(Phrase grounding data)
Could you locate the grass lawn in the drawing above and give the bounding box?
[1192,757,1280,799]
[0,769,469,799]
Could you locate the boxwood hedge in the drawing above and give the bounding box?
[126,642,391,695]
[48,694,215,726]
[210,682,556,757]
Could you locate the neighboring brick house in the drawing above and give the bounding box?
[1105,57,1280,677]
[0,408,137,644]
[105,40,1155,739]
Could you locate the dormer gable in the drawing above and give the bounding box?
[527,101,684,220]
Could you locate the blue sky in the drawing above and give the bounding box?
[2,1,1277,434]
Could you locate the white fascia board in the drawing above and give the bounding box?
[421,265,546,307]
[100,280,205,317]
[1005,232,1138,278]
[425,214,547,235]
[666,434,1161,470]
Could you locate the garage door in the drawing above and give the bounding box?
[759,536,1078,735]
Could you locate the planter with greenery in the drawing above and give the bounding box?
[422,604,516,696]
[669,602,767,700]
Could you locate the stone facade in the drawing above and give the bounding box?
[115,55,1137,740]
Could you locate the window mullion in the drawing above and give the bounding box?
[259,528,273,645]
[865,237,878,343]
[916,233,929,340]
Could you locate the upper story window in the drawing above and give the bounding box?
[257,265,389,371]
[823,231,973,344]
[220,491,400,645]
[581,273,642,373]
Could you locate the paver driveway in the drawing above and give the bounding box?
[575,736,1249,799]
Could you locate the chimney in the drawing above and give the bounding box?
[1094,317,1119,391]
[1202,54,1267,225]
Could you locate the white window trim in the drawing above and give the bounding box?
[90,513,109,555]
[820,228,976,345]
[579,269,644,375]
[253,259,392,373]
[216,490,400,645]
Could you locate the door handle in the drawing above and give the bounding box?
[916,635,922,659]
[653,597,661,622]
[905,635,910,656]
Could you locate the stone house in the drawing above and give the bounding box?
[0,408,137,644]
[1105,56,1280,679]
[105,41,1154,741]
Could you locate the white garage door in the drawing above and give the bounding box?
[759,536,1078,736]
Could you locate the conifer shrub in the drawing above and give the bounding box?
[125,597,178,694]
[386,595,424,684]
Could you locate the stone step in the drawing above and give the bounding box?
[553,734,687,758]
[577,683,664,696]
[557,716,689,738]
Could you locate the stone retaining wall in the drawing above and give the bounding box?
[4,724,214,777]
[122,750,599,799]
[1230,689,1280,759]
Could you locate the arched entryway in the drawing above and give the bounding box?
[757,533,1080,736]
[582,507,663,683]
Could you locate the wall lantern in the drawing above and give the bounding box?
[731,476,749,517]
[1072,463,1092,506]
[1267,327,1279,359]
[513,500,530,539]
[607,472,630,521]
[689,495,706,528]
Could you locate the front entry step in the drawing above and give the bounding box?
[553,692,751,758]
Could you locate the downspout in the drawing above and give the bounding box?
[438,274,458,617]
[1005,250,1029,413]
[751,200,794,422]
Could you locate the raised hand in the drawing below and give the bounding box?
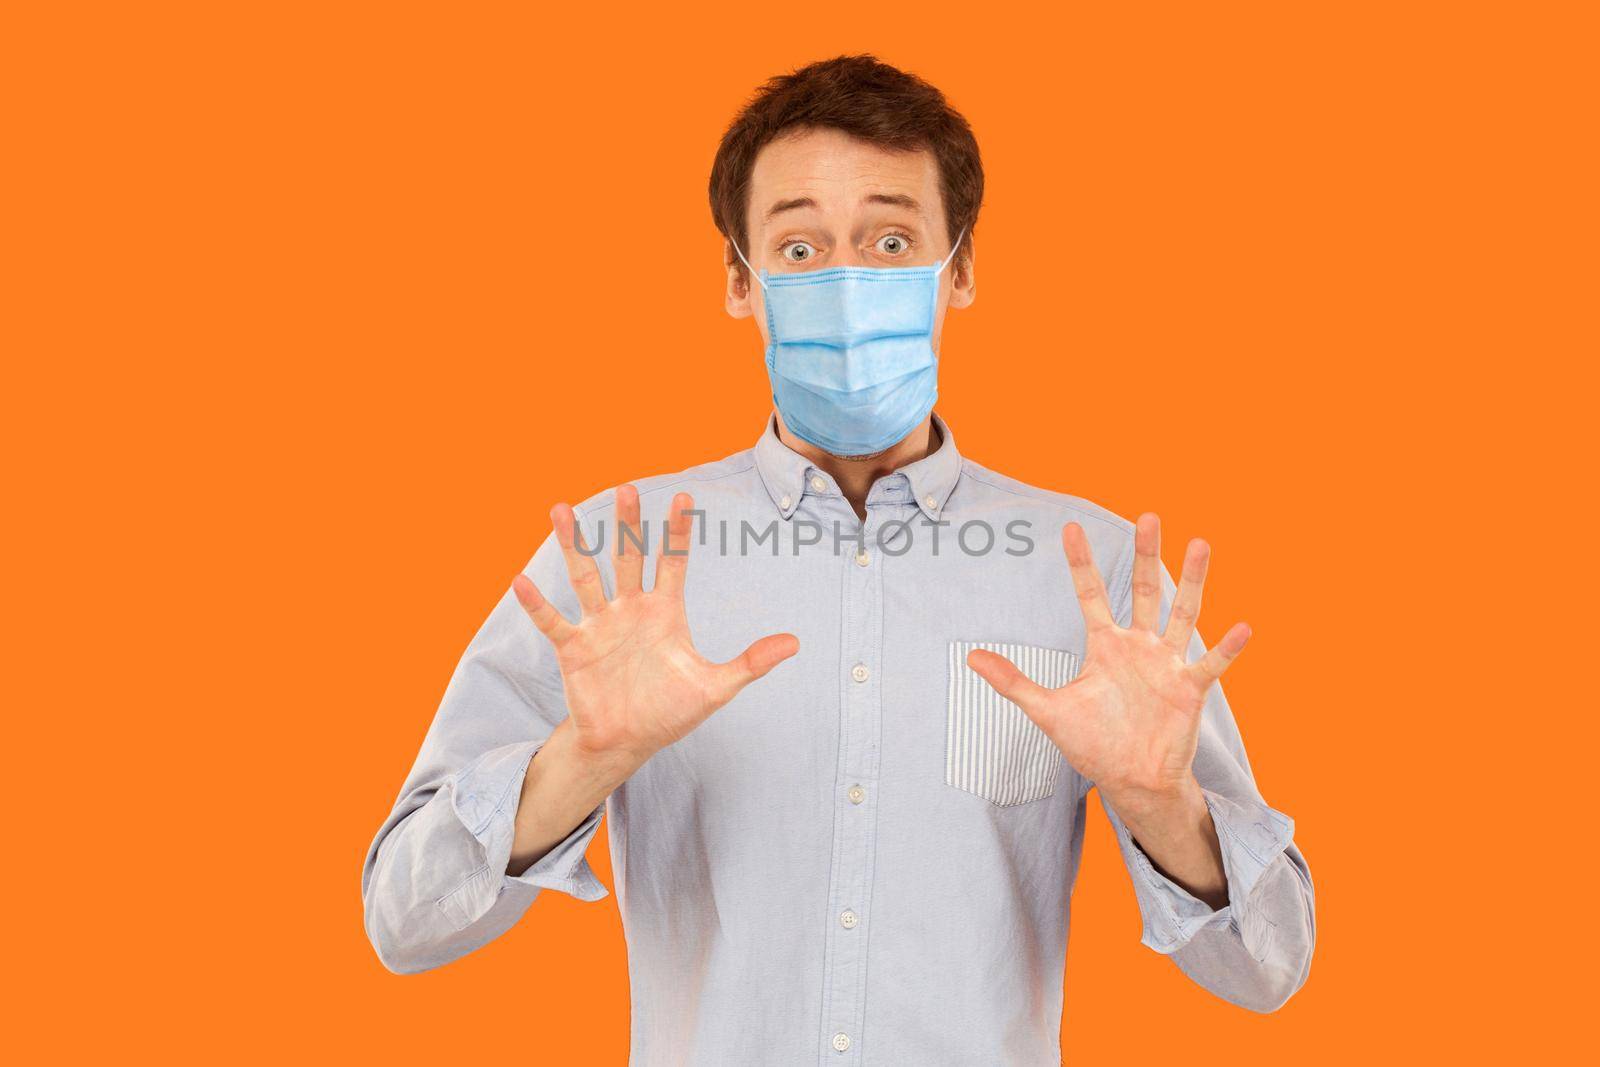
[512,485,800,771]
[967,514,1250,811]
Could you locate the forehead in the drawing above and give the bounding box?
[747,126,943,229]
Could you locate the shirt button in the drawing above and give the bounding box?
[850,663,869,683]
[854,550,870,567]
[924,495,938,510]
[810,475,826,492]
[847,785,865,804]
[780,494,792,510]
[840,909,858,929]
[832,1032,851,1053]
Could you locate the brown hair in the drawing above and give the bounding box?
[709,54,983,276]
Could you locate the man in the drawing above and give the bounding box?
[362,54,1315,1064]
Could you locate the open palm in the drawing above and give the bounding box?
[967,514,1250,802]
[513,485,799,767]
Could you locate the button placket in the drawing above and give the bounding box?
[818,507,885,1063]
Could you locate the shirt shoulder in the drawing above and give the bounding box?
[956,458,1140,608]
[569,447,761,519]
[955,457,1135,536]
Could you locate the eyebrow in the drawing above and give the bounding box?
[763,192,925,221]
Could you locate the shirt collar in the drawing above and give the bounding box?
[899,412,963,519]
[752,411,964,521]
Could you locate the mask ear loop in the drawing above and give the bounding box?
[936,225,967,276]
[729,238,769,292]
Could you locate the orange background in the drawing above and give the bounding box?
[5,2,1593,1062]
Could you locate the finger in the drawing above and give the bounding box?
[1189,621,1251,684]
[709,632,800,705]
[1062,522,1116,633]
[1130,512,1162,632]
[551,502,608,616]
[512,573,577,644]
[653,492,695,598]
[613,483,644,597]
[1162,537,1211,652]
[966,648,1051,717]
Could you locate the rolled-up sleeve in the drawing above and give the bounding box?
[1098,551,1317,1012]
[432,739,609,932]
[1103,788,1299,959]
[361,525,610,975]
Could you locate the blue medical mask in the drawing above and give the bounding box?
[733,228,964,457]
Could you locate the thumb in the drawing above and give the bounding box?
[966,648,1049,717]
[710,633,800,704]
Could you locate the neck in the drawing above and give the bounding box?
[775,413,940,520]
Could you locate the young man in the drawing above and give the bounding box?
[362,54,1315,1064]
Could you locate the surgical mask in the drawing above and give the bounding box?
[732,228,964,457]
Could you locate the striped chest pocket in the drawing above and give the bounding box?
[946,641,1079,806]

Work instruction
Print every entry above verbatim but drop the images.

Response
Could you locate the grass lawn in the drawing above and give the bounding box?
[1192,757,1280,799]
[0,769,469,799]
Could you locate the boxwood hedge in the drawing above and give the bounding box?
[126,642,391,695]
[48,694,215,726]
[210,682,556,757]
Could you locate the neighboring brick house in the drawing above and give the bounding box?
[1105,57,1280,677]
[0,408,137,644]
[105,40,1155,739]
Could you locate the dormer gable in the drawing above and give the bounding box?
[527,101,684,220]
Could you locate the blue sky in the drawing above and give the bounding box?
[2,1,1277,434]
Could you locate the white fascia board in the drawing above and give the bounding box?
[421,265,546,307]
[100,280,205,317]
[1005,232,1138,278]
[425,214,547,235]
[666,434,1161,470]
Could you locate the garage door in the drawing above and give the bounding box?
[759,536,1078,735]
Could you locate the planter with greenery in the drawing above and give the bounding box?
[422,604,516,696]
[669,602,767,700]
Could you locate the stone facade in the drawing above and give the bounding box?
[115,55,1137,740]
Could you locate the window mullion in the drawing above and give the bounding box?
[259,528,273,645]
[865,237,878,343]
[916,233,929,340]
Could you locate the upper story window in the drawing above and give the bounding box?
[257,265,389,371]
[823,231,973,344]
[220,491,400,645]
[581,273,642,373]
Could you locate the paver driveway in the drawing above and give the bounding box?
[575,736,1249,799]
Could you locate the chimney in the drawing above and give the bounding box?
[1094,317,1119,391]
[1202,54,1267,225]
Could you locate the white window trim in the drawing above and give the bounding box?
[90,513,109,555]
[820,228,976,345]
[579,269,644,375]
[253,259,392,373]
[216,490,400,645]
Could you locate the door handle in the drawing above and give the bounding box?
[916,635,922,659]
[653,597,661,622]
[905,635,910,656]
Could you locate the stone house in the drawing above and give the bounding box?
[0,408,137,644]
[1105,56,1280,679]
[105,41,1154,741]
Could you locate the white garage door in the drawing above and give the bounding box?
[759,536,1078,736]
Could you locate the conifer shrub in the drawing above and give the bounding box?
[125,597,178,694]
[386,595,424,684]
Could you locate the stone step in the drawing above and give the bounding box?
[553,734,687,758]
[577,683,664,696]
[557,716,689,738]
Could you locate the stone retaining wall in the drawing above and give the bounding box?
[4,724,214,777]
[122,750,599,799]
[1230,689,1280,759]
Could you locate the arched entryway in the drawing above and give the bounding box?
[757,533,1080,736]
[582,507,663,683]
Could you locate the wall lantern in the drawing above and give the bounding box?
[731,476,749,517]
[1072,463,1092,506]
[1267,327,1279,359]
[513,500,530,539]
[607,472,630,521]
[689,495,706,528]
Could you locate the front entry step in the drawing above and give the bounding box?
[553,692,751,758]
Could you locate the downspout in the drawing above and give the bounding box?
[438,274,458,617]
[1005,250,1029,413]
[751,200,794,422]
Could you locate the raised hand in the drawing below and give the bounding box?
[512,485,800,771]
[967,514,1250,811]
Could you locate the forehead in the drawing above and give the bounding box?
[747,126,943,229]
Could you locate the shirt button in the drawing above and give the bounding box?
[850,663,869,683]
[854,550,870,567]
[924,495,938,510]
[810,475,826,492]
[847,785,865,804]
[780,494,792,510]
[840,909,858,929]
[832,1032,851,1053]
Could you locate the brown hair in the drawing above and give the bounding box?
[709,54,983,276]
Could you locate the man in the drawing above and give the bounding box?
[362,54,1315,1064]
Could you locate the open palm in the drawing above and give the bounding box?
[967,514,1250,802]
[513,485,799,767]
Could you locate the button placket in the drawing above and give the bounding box?
[818,507,885,1063]
Could you locate the shirt shoulder in the drawing above and give the bounding box?
[956,458,1140,608]
[569,447,761,519]
[955,457,1135,536]
Could you locate the eyebrow in the drawing above and give the bounding box?
[763,192,925,221]
Could you locate the shirt collar in the drawing above and give the bounding box?
[899,412,963,519]
[752,411,964,521]
Could you locate the mask ear loop in the drawing above and give the bounding box?
[936,225,967,276]
[729,238,769,292]
Could you locate the orange background in the drawing above and give the bounding box?
[5,2,1593,1062]
Could you locate the finger in the drawing above and give the bounding box?
[1189,621,1251,684]
[709,632,800,705]
[1062,522,1116,633]
[1130,512,1162,632]
[551,502,608,616]
[512,573,577,644]
[653,492,695,598]
[613,483,644,597]
[1162,537,1211,652]
[966,648,1051,717]
Could you locate the rolled-up sleeve in the drawing above and give the bounding box?
[1098,551,1317,1012]
[432,739,609,932]
[1103,788,1299,959]
[361,525,610,975]
Could you locate the blue medical mask in the drawing above and give the bounding box?
[733,228,964,457]
Could you locate the thumb in the drawing above and give the bounding box?
[966,648,1049,717]
[710,633,800,704]
Could you locate the neck in the drawing above and give the bounding box?
[775,413,940,520]
Could you locate the young man in the drawing above and give the bounding box?
[362,54,1315,1064]
Could you locate the surgical mask in the drawing above and give the bounding box?
[732,228,964,457]
Could you locate the striped chest pocket in the drawing above and give the bounding box?
[946,641,1079,806]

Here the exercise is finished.